What to work on - Extend the passage on DAWN and the obstacles to women's rights, picking up right after its final sentence about Pussy Riot.

Selected passage -

* begin *

We noticed that no reference was made, in any of the chapters, to the work of DAWN (Development Alternatives with Women for a New Era). DAWN is a network of feminist scholars, researchers and activists from the economic south working for economic and gender justice and sustainable and democratic development. DAWN provides a forum for feminist research, analyses and advocacy on global issues (economic, social and political) affecting the livelihoods, living standards, rights and development prospects of women, especially poor and marginalised women, in regions of the south. Through research, analyses, advocacy and, more recently, training, DAWN seeks to support women’s mobilisation within civil society to challenge inequitable social, economic and political relations at global, regional and national levels, and to advance feminist alternatives (www.dawnnet.org).
Since its founding in 1984, the network has become a significant voice in the development of south feminist analyses in gender and development and a key player in global feminist forums (Mayo, 2005). DAWN has had some remarkable achievements. However, it has had little immediate or obvious effect on the cases explored in this anthology. And almost all of our cases are focused on the urgency of solving immediate and local, or national issues.
The second question we need to consider is what has prevented the achievement of major improvements in women’s rights and wellbeing. One suggestion can be found in social movement theories, and particularly the ‘political process’ approaches to understanding social movements (Mayo, 2005). This strand of theorising emphasises the structures of political opportunity as these affect social movements. These refer both to existing and emergent socio-economic and political cleavages but also to the opportunities that these provide for action. Such opportunities tend to be cyclical according to the cycles of oppression and liberalisation that occur in the wider socio-political environment. We note, of course, that such opportunities have decreased in many contexts in recent years – as the case of Pussy Riot (Chapter Five) illustrates.

* end *

[Stored items]
* begin *

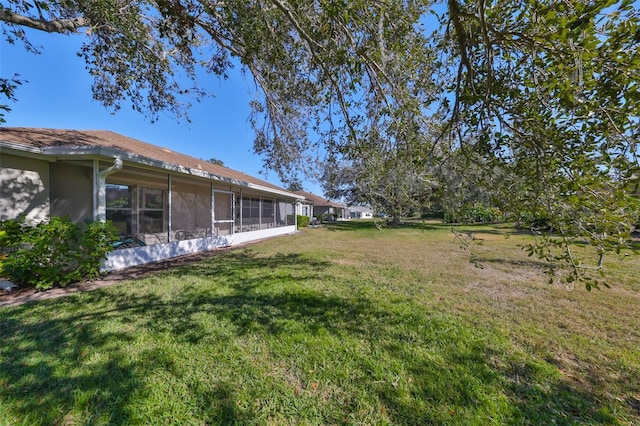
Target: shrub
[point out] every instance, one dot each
(474, 213)
(303, 221)
(56, 252)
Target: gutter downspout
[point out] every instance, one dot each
(100, 187)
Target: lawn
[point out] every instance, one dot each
(344, 324)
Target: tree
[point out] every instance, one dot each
(545, 90)
(395, 177)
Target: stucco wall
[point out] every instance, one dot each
(71, 191)
(24, 188)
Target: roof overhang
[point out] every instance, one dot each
(54, 153)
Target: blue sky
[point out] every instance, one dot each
(58, 95)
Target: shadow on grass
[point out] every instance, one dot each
(69, 357)
(364, 224)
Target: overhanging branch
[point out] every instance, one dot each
(53, 26)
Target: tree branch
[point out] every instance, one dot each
(54, 26)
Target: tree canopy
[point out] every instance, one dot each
(542, 93)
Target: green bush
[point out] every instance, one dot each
(474, 213)
(56, 252)
(303, 221)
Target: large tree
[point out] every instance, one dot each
(543, 89)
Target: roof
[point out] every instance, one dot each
(60, 141)
(318, 201)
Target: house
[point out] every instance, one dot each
(360, 212)
(170, 203)
(323, 209)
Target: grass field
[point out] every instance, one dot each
(344, 324)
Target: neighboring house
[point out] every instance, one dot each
(173, 203)
(360, 212)
(323, 208)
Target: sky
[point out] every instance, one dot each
(58, 95)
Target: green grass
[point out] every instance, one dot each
(339, 325)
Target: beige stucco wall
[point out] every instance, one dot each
(24, 188)
(72, 191)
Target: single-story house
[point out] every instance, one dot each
(360, 212)
(305, 208)
(170, 203)
(324, 209)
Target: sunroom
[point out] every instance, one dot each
(162, 203)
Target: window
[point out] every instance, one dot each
(150, 211)
(119, 209)
(267, 213)
(129, 217)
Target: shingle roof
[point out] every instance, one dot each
(46, 138)
(317, 200)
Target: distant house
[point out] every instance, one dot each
(171, 203)
(322, 208)
(360, 212)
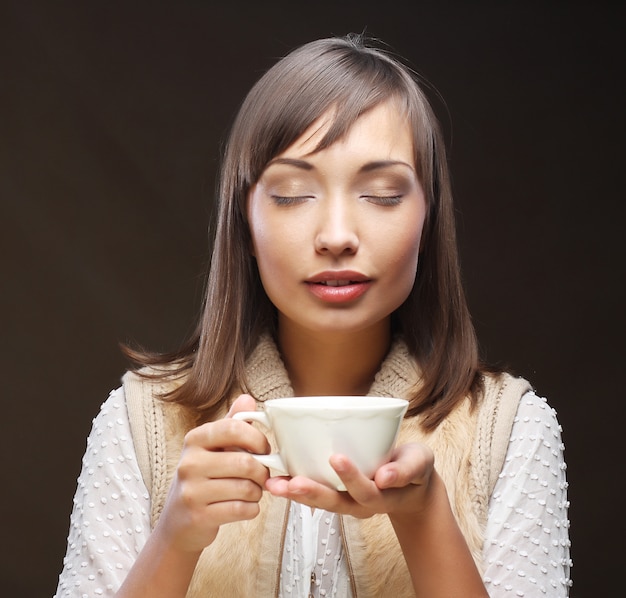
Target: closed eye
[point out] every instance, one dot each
(285, 200)
(383, 200)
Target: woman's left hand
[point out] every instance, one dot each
(399, 488)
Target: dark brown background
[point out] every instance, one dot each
(111, 117)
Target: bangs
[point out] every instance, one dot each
(322, 77)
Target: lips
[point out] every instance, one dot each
(338, 287)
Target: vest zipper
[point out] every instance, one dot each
(346, 554)
(282, 548)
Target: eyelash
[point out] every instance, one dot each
(384, 200)
(281, 200)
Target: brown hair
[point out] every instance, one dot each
(351, 77)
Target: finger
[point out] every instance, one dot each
(243, 402)
(228, 433)
(212, 491)
(410, 464)
(360, 487)
(198, 463)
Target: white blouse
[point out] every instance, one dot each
(526, 551)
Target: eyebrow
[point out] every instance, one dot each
(368, 167)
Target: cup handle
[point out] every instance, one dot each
(273, 461)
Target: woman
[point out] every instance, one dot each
(334, 271)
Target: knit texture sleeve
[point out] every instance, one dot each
(110, 520)
(527, 547)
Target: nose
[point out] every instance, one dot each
(337, 232)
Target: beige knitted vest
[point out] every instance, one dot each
(245, 559)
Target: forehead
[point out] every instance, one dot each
(384, 130)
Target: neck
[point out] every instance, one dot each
(323, 364)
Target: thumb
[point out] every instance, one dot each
(242, 403)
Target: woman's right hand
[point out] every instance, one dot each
(216, 481)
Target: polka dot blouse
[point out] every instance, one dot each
(526, 552)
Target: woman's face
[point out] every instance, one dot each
(336, 233)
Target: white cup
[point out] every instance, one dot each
(309, 430)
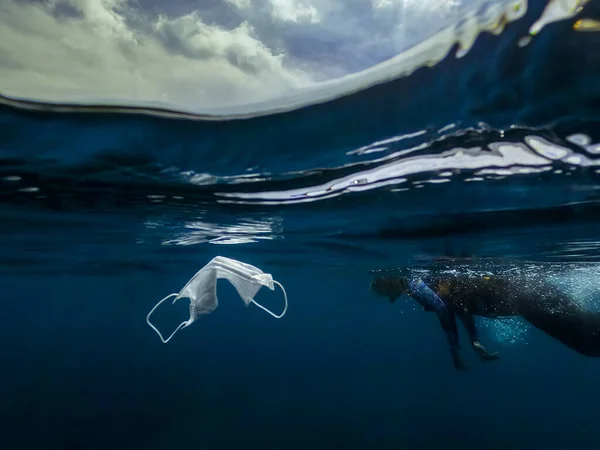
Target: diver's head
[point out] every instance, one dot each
(390, 286)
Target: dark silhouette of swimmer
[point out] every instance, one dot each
(540, 303)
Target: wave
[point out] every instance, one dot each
(457, 33)
(502, 140)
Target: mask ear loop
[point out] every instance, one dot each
(284, 299)
(181, 325)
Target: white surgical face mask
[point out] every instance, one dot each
(202, 289)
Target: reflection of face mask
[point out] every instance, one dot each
(202, 289)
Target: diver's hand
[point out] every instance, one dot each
(483, 353)
(458, 362)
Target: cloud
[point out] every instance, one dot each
(94, 52)
(201, 56)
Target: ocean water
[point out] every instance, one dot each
(489, 161)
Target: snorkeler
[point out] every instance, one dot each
(466, 295)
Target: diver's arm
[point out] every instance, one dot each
(469, 323)
(448, 323)
(430, 301)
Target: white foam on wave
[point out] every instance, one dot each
(462, 28)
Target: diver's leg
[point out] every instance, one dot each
(448, 322)
(469, 323)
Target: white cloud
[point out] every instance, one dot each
(216, 58)
(97, 55)
(295, 11)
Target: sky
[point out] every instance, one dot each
(200, 54)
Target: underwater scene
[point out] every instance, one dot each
(286, 225)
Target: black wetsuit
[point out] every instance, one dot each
(543, 305)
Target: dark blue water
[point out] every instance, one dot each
(491, 158)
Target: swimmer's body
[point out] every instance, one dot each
(465, 296)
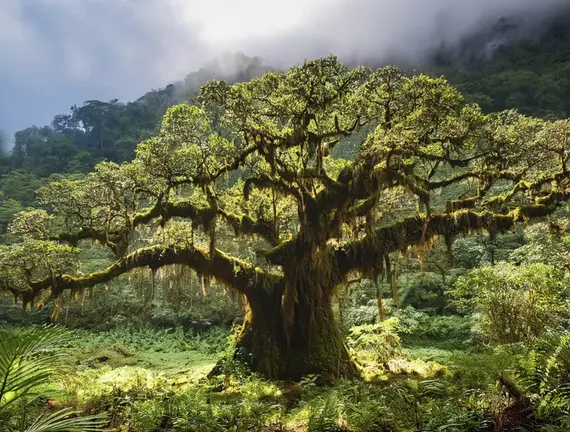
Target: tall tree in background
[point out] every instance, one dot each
(255, 158)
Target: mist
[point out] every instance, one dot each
(56, 53)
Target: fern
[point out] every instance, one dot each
(27, 361)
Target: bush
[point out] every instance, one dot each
(375, 343)
(513, 304)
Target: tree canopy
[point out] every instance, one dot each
(256, 158)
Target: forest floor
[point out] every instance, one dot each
(156, 380)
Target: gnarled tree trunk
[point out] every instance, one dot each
(311, 345)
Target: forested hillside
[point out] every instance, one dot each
(321, 249)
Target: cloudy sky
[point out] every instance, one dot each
(56, 53)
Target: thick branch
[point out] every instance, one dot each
(367, 254)
(231, 271)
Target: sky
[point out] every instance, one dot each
(57, 53)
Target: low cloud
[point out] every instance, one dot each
(55, 53)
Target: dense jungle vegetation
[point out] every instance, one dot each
(326, 248)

* end *

Expected output -
The CIVICUS1 State of civil society report for 2015 comments that:
In 2014, there were significant attacks on the fundamental civil society rights of free association, free assembly and free expression in 96 countries. Threats to civil society emanate from both state and non-state actors that benefit from perpetuating governance failures and denying human rights; including corrupt politicians, unaccountable officials, unscrupulous businesses and religious fundamentalists. New attempts are underway, even by democratic states, to roll back long-established human rights norms, which are described as obstacles to national development and security, while critical voices are conflated with terrorism. Hostility to civil society is becoming normalised, and CSO energy is being forced into fighting existential threats. (http://civicus.org/index.php/en/media-centre-129/reports-and-publications/socs2015)
It is within this context that we should assess the success or otherwise of those CSOs reported in this anthology. From these accounts of current and concerted activism we see that many are responding to newly emerging forms of gender oppression. Se Non Ora Quando? is partly a new response to old concerns in Italy. But it is also a response to rapidly escalating cultural shifts in modern politics and the media which overwhelmingly objectify and denigrate women’s bodies as sexual objects to be exploited at will. This level of public exploitation goes beyond anything seen in recent history in Europe. Pussy Riot is a dramatic response to a rapidly increasing silencing of women’s voices in Russian politics and the church, a sad loss of the relatively high visibility of professional women during the Soviet era. The tales of oppression and increased burden on women in the Delta region of Nigeria speak of loss of livelihood and environmental destruction affecting women in fundamental ways thanks to the unethical and at times illegal action of oil companies, and corrupt government practices. The position of women in the oil rich Delta region, a region of Africa which had about the best hope of full economic and social development, instead of benefiting from the new wealth, has significantly deteriorated. But in rich as well as poor countries, there has been a global escalation of urban street harassment of women, as documented by Keyhan. Much of this street harassment has long existed under the radar. But its effects can be very serious indeed, affecting women’s sense of decency and respect, their capacity to move freely in the city, and increasingly their personal safety. The levels of street attacks on women appear to be growing exponentially.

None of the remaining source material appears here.